> [Exercises to complete]:
a) Rewrite the paragraph that begins "First is what lies beyond" in the excerpt below on testing children's learning in India as a short list. Keep its main facts.
b) Answer these questions using the excerpt below on testing children's learning in India. Mark each answer with the same number as its question.
(i) Besides diversity, what inequalities does the excerpt say one has to deal with?
(ii) Which agency does the excerpt assume could create the assessments?
(iii) Which term does PARAKH include without a clear meaning?
c) In the excerpt below on testing children's learning in India, write out word for word the part starting with "Standardised assessments of" and going on through "and socioeconomic background.".

[[ Excerpt open ]]

Standardised assessments of children’s learning levels in a country like India, with explosive diversity in languages, religious practices and cultures, would be a minefield for any agency, however competent. In addition, one has to deal with gross inequalities based on gender, caste and socioeconomic background.

Key challenges

Even if we assume that ETS is capable of creating assessments after somehow allowing for the enormous diversity, it would face a few challenges.

First is what lies beyond scholastic assessment. While PARAKH does include the term ‘holistic’, we don’t know what exactly ‘holistic’ means here. It might include creative thinking, higher-order cognition, problem-solving and much else, but all within the academic domain. ‘Holistic’ might also point to facets of a student’s personality not measured in academic testing — the ability to collaborate with others, integrity, attitude and values.

[[ Excerpt closed ]]
[[ Record extracts open ]]

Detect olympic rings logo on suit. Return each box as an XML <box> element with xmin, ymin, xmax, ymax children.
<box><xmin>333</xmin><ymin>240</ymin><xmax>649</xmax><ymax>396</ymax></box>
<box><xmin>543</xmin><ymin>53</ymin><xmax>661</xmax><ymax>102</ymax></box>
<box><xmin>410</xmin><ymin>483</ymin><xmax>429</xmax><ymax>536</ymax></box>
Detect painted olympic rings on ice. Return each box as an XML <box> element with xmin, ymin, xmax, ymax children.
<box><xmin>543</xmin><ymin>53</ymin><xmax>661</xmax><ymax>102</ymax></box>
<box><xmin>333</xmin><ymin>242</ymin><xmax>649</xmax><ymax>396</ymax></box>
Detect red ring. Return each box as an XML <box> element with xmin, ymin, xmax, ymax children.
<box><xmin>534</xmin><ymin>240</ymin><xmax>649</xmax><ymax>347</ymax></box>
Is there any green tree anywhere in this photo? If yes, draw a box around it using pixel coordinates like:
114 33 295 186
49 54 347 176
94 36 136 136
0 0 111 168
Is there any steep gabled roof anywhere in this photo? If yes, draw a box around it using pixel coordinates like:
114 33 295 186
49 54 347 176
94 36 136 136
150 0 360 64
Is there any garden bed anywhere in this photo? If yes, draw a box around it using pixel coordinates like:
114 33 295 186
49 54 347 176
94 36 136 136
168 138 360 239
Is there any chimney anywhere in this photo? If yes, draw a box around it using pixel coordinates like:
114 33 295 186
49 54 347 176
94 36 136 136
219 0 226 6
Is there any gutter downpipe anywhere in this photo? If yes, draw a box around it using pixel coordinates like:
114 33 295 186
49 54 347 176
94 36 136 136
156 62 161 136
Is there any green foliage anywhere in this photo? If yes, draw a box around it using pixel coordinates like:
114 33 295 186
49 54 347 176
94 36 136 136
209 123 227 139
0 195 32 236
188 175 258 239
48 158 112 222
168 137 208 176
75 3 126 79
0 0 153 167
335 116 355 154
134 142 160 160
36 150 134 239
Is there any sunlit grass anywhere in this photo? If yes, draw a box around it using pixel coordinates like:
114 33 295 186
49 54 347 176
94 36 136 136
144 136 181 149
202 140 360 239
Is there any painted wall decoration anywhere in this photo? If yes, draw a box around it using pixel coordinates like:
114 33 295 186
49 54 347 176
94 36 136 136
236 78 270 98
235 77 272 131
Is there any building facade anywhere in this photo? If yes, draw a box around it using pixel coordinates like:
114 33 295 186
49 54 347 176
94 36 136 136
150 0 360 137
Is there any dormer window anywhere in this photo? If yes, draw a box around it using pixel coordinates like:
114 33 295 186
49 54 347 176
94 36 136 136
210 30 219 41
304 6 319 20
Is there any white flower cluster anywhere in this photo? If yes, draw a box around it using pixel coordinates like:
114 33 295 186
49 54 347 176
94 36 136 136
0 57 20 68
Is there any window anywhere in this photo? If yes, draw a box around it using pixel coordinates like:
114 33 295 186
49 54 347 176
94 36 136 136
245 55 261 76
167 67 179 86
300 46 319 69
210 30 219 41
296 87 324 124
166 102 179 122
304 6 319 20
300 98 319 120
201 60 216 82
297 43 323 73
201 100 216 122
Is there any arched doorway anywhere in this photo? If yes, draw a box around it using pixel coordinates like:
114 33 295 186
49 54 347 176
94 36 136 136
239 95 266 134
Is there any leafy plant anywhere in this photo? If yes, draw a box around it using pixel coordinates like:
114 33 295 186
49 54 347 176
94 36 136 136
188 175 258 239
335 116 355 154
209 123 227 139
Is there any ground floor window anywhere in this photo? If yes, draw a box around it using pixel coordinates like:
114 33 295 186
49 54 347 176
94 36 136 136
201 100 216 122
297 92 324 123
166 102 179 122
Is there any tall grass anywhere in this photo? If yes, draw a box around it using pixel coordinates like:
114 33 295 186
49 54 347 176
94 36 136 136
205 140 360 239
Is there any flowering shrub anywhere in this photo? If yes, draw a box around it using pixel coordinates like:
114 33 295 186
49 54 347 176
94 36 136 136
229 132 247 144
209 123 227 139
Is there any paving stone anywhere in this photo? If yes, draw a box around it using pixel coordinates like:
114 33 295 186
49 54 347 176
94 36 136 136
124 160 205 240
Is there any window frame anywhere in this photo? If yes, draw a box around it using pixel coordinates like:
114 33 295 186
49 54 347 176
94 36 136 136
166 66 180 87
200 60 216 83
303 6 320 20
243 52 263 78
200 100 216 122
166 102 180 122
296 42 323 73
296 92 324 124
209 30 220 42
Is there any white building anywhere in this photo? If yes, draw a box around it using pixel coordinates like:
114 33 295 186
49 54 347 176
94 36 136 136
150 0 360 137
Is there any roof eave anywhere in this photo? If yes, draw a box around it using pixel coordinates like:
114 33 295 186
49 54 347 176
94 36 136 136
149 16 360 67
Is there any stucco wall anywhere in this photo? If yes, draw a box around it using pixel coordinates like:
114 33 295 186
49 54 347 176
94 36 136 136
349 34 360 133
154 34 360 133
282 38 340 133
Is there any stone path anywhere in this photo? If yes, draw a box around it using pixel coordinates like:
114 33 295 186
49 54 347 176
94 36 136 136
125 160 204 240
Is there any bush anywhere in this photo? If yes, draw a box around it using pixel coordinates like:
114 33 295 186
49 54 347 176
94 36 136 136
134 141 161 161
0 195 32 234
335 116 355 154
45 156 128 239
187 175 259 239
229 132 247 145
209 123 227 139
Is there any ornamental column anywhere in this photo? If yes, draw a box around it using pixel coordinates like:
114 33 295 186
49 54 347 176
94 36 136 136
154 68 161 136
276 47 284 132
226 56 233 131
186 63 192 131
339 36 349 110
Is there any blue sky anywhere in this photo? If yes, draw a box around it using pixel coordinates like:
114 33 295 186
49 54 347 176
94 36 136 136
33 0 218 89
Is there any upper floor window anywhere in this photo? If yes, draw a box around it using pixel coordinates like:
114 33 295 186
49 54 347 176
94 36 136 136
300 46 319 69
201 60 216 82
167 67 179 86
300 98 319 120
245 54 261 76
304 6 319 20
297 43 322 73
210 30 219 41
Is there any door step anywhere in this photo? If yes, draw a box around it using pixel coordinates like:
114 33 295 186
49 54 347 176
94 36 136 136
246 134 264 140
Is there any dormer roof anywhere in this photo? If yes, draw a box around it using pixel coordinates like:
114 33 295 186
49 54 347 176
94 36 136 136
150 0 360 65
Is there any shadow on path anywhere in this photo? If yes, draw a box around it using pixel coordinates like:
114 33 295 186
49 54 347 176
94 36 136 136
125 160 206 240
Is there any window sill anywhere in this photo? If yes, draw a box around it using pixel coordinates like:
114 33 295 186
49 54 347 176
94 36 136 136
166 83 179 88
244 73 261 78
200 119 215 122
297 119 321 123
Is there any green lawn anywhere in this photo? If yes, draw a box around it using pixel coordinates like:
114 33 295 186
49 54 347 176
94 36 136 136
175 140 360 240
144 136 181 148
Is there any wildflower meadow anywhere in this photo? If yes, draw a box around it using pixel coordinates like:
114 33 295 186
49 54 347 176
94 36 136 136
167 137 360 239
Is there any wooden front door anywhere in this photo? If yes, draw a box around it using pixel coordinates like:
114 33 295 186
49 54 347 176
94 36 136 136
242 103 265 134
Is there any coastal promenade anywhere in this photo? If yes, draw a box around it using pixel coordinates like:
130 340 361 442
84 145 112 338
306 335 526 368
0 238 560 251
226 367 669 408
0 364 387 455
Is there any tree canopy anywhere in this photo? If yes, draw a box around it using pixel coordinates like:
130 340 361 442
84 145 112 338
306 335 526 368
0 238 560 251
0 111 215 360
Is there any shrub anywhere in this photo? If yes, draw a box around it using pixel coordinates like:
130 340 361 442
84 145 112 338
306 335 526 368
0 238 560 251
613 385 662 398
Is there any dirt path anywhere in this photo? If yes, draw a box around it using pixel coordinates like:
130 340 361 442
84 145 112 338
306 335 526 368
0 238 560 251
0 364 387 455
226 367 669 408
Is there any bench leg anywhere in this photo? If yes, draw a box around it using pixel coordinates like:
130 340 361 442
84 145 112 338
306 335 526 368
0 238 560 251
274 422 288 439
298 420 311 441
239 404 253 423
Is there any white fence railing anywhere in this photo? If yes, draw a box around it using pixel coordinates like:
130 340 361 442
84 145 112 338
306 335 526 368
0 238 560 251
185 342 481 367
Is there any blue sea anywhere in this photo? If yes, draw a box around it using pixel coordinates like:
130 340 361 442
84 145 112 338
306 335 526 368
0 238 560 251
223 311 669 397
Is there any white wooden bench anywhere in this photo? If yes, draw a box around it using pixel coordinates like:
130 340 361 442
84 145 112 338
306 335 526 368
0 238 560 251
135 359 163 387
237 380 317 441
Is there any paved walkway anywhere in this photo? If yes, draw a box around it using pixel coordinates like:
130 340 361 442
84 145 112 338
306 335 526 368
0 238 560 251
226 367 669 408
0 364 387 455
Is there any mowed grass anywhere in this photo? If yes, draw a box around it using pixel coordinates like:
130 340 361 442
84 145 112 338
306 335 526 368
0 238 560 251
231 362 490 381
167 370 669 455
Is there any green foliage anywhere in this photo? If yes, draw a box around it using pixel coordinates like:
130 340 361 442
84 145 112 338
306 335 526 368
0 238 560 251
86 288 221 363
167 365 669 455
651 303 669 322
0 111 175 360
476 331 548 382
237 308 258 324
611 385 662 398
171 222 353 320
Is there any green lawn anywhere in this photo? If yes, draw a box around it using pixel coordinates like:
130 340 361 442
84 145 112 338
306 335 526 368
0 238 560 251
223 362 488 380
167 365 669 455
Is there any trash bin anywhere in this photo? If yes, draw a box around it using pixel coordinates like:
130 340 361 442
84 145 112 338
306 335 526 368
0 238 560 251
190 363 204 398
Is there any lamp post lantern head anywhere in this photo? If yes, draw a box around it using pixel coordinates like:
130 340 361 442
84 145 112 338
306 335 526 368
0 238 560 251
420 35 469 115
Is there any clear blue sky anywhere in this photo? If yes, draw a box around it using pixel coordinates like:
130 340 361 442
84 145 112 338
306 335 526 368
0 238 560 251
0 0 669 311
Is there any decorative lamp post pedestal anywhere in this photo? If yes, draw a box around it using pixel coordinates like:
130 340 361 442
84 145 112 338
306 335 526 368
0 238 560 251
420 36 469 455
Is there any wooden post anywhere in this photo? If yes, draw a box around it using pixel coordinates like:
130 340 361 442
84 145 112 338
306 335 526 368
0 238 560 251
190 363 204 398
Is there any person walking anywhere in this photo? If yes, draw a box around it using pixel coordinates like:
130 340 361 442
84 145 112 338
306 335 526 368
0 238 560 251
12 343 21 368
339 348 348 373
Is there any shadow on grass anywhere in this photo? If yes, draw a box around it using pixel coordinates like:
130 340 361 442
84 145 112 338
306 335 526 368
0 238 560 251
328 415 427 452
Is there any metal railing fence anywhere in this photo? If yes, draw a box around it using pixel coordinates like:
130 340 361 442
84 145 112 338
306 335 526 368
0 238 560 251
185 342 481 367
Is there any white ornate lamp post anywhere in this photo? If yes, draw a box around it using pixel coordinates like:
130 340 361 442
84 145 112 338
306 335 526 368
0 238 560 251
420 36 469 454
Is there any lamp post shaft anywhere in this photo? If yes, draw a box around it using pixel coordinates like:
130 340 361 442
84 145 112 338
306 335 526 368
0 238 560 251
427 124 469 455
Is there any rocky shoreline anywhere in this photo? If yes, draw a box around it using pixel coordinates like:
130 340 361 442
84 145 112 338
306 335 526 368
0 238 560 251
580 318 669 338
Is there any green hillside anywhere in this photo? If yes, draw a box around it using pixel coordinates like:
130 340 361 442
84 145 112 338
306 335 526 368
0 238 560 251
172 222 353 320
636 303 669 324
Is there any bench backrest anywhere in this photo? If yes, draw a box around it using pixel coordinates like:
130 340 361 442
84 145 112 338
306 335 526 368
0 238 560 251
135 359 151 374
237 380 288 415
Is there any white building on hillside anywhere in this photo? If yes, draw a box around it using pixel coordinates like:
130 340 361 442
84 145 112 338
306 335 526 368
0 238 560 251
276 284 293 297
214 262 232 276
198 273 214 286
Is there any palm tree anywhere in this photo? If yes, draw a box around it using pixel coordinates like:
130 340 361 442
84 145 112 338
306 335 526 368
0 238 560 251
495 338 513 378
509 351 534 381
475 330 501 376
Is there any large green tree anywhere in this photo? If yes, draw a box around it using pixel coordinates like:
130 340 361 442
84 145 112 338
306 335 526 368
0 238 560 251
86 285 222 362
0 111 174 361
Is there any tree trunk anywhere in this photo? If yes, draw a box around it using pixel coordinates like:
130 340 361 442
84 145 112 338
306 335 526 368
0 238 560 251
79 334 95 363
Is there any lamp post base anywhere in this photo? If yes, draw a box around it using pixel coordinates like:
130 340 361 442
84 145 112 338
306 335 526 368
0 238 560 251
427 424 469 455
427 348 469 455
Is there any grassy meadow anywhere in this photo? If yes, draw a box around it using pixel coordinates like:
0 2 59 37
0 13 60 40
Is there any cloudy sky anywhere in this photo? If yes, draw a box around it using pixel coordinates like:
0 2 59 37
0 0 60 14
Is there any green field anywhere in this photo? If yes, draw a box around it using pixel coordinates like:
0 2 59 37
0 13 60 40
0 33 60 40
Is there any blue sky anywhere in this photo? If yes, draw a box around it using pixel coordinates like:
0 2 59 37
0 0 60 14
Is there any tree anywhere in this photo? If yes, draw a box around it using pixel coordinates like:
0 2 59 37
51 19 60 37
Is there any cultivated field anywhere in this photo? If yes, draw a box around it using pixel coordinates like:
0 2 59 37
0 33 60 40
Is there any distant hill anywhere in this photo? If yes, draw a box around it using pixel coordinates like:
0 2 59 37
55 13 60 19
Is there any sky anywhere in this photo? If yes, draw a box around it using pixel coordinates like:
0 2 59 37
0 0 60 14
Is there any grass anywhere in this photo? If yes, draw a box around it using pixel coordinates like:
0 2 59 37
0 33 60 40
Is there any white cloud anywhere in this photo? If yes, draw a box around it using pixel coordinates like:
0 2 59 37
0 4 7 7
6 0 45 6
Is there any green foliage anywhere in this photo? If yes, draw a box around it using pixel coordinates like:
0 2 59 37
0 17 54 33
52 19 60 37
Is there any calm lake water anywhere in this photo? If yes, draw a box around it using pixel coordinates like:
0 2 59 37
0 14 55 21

[[ Record extracts closed ]]

> [Problem solutions]:
a)
- The first challenge is what lies beyond scholastic assessment.
- PARAKH uses the term "holistic," but its exact meaning here is unknown.
- It might cover creative thinking, higher-order cognition, problem-solving and more, all within the academic domain.
- It might also point to parts of a student's personality that academic testing doesn't measure: the ability to work with others, integrity, attitude and values.

b)
(i) Inequalities based on gender, caste and socioeconomic background.
(ii) ETS.
(iii) "Holistic."

c)
Standardised assessments of children’s learning levels in a country like India, with explosive diversity in languages, religious practices and cultures, would be a minefield for any agency, however competent. In addition, one has to deal with gross inequalities based on gender, caste and socioeconomic background.